───── Provided data ─────
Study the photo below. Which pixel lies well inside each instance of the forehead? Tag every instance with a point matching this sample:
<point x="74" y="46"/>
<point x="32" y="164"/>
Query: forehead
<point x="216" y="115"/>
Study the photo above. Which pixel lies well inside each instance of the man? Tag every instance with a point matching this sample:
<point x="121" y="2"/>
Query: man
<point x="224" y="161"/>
─────
───── Provided data ─────
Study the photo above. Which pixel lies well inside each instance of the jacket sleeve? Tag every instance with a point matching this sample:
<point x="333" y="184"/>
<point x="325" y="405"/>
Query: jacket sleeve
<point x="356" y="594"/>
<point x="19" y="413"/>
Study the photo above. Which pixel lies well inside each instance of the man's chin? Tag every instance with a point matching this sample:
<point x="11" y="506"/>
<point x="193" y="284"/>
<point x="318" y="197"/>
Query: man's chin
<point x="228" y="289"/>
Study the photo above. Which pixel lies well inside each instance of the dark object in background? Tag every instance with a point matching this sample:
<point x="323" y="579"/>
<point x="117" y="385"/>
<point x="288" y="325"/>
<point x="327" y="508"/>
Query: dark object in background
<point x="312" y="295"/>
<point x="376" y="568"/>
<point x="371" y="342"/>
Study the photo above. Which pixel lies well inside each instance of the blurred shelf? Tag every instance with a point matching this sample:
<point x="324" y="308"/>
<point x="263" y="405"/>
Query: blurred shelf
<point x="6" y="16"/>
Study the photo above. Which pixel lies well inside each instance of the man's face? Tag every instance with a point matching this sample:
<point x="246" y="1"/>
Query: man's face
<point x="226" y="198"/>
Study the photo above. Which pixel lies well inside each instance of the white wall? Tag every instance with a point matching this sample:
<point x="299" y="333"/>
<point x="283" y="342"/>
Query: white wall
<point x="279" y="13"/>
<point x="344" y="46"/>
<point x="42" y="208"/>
─────
Say only how many lines above contain "lies", with no other words.

◆ Response: 8